Tarea a realizar: Según el texto sobre el Quijote, ¿con qué formas aparece el apellido del personaje en el libro? Enuméralas todas.

Texto proporcionado:
Una lectura inocente de la historia, por cierto, se ha vuelto imposible: «Al tamiz de las grandes interpretaciones, hay que añadir como impedimento los datos que el lector posee antes de entrar al libro» (cito a Francisco Rico, de su reciente Tiempos del Quijote). Sin ir más lejos, el nombre del personaje, que como todos sabemos es Alonso Quijano, con la salvedad de que todos lo aprendimos mal: en el libro, Quijano convive con Quesada, Quijada y Quijana, y «del nombre de pila no hay ni rastro». Están también las frases falsamente atribuidas, como «ladran, Sancho» etc., o, una bête noire de Rico, «con la iglesia hemos topado», que comete la doble infracción de cambiar la letra (el texto dice «dado») y tergiversar el sentido. Agreguemos las ramificaciones de la obra en otros ámbitos: sesenta y pico películas, otras tantas piezas y hasta un musical, en el que el caballero de la triste figura está tan triste que canta y baila. De esa perla, El hombre de La Mancha, se hizo luego una adaptación cinematográfica (ya ven cómo damos vueltas en redondo, o quizás en espiral, cada vez más lejos del origen), cuyos principales intérpretes son la barba postiza de Peter O’Toole y una Sofia Loren que, en el papel de Dulcinea, hace irrelevante cualquier idealización. En fin, el Quijote aguanta cualquier cosa; pero sus complejidades no se dejan dominar tan fácilmente.

Información extraída:
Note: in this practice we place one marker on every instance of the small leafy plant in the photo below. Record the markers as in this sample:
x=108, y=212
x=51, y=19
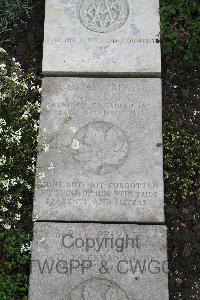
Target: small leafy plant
x=180, y=23
x=13, y=13
x=19, y=113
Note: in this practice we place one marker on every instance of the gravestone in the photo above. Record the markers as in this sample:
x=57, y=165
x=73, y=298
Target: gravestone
x=103, y=37
x=103, y=160
x=99, y=167
x=98, y=262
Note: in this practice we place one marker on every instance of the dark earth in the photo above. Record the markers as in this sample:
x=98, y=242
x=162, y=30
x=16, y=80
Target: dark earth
x=180, y=81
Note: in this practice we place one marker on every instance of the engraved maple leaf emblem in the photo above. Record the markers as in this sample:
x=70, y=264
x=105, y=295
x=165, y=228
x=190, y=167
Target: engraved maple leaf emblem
x=93, y=293
x=102, y=147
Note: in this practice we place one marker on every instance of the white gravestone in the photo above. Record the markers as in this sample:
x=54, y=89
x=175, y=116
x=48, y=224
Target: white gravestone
x=102, y=157
x=98, y=262
x=102, y=37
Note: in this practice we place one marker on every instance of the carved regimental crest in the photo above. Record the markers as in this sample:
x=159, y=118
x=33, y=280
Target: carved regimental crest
x=101, y=147
x=98, y=289
x=103, y=15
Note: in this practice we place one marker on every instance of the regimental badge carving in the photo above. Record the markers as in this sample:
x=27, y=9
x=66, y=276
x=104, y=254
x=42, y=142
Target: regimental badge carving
x=103, y=15
x=98, y=289
x=101, y=147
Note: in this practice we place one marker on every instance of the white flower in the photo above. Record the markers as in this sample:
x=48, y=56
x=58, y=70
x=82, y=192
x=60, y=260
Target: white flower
x=13, y=181
x=17, y=217
x=35, y=126
x=2, y=160
x=25, y=115
x=72, y=129
x=51, y=167
x=26, y=247
x=19, y=205
x=35, y=218
x=2, y=121
x=28, y=186
x=46, y=147
x=75, y=144
x=33, y=159
x=2, y=66
x=2, y=50
x=4, y=209
x=41, y=175
x=7, y=226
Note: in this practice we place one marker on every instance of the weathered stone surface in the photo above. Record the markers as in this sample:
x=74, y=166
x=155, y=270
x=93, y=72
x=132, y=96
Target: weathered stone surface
x=110, y=169
x=95, y=36
x=98, y=262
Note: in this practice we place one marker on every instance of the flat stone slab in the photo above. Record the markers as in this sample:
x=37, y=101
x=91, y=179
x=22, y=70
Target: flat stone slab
x=102, y=151
x=98, y=262
x=102, y=36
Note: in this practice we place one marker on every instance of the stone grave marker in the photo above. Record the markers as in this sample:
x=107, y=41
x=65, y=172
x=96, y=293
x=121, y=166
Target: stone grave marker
x=98, y=262
x=103, y=37
x=102, y=151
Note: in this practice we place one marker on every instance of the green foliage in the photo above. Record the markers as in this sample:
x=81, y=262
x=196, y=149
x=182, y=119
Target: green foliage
x=13, y=13
x=15, y=259
x=180, y=22
x=19, y=113
x=181, y=161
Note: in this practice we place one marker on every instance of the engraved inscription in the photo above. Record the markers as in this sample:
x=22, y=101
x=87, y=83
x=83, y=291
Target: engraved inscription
x=101, y=147
x=103, y=15
x=98, y=289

Respuesta al problema: Quijano, Quesada, Quijada y Quijana.